- 抜粋文 -

╭──

SplunkはIT管理、セキュリテイ、DevOps、IoTなど多岐にわたるソリューションを持つが、日本におけるSplunkはセキュリティ、IT管理が主要な柱となっている。

「データを主軸としているのでさまざまな使い方ができる。だがプラットフォームはできることが多い分、訴求が難しかったりわかりにくいという点もある」と福島氏。ではどのような市場戦略を取るのか?

福島氏によると、幅と深さの両方で進めるようだ。深さでは、「SIEM分野での利用が多く、まずはしっかり使い倒してもらいたい。Splunkもそれを支援したい」と福島氏、幅の部分では「セキュリティで使っていると8割ぐらいのデータをIT運用でも使うことができる。使い方を理解していただければ、そのまま横展開でき、使っていただける範囲が広がる」と述べる。日本の顧客には製造業が多く、あまり知られていないIoT分野でも活用が広がると期待を見せた。顧客が多く使ってもらうことでROIが改善し、Splunkにとってはハッピーな顧客が増えることにつながる。

╰──

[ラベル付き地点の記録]
╭──

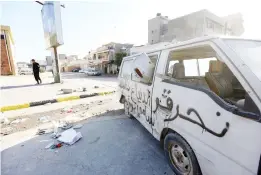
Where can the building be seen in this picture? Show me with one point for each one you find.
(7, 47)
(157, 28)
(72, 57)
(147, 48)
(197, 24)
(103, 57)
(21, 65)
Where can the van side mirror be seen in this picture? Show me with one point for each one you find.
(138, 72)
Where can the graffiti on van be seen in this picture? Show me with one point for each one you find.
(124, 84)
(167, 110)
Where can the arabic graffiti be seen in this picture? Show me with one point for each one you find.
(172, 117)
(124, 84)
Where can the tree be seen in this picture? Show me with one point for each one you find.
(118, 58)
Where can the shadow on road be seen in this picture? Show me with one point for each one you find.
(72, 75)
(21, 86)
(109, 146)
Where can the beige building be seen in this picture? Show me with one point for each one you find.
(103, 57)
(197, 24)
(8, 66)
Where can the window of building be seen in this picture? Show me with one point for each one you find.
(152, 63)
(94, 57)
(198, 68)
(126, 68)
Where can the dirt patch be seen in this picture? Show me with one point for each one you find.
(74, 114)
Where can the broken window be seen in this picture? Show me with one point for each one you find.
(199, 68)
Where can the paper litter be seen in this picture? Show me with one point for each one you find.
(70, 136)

╰──
╭──

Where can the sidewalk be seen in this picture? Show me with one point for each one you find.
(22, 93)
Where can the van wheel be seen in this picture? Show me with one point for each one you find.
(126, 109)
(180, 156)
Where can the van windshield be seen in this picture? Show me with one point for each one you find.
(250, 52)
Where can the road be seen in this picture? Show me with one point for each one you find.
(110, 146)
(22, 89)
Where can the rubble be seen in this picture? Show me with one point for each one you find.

╰──

- 課題 -
Splunkの市場戦略を述べた抜粋文を、一字も変えずに全文書き出しなさい。 この一覧は参照しなくてよい。

- 解答例 -
SplunkはIT管理、セキュリテイ、DevOps、IoTなど多岐にわたるソリューションを持つが、日本におけるSplunkはセキュリティ、IT管理が主要な柱となっている。

「データを主軸としているのでさまざまな使い方ができる。だがプラットフォームはできることが多い分、訴求が難しかったりわかりにくいという点もある」と福島氏。ではどのような市場戦略を取るのか?

福島氏によると、幅と深さの両方で進めるようだ。深さでは、「SIEM分野での利用が多く、まずはしっかり使い倒してもらいたい。Splunkもそれを支援したい」と福島氏、幅の部分では「セキュリティで使っていると8割ぐらいのデータをIT運用でも使うことができる。使い方を理解していただければ、そのまま横展開でき、使っていただける範囲が広がる」と述べる。日本の顧客には製造業が多く、あまり知られていないIoT分野でも活用が広がると期待を見せた。顧客が多く使ってもらうことでROIが改善し、Splunkにとってはハッピーな顧客が増えることにつながる。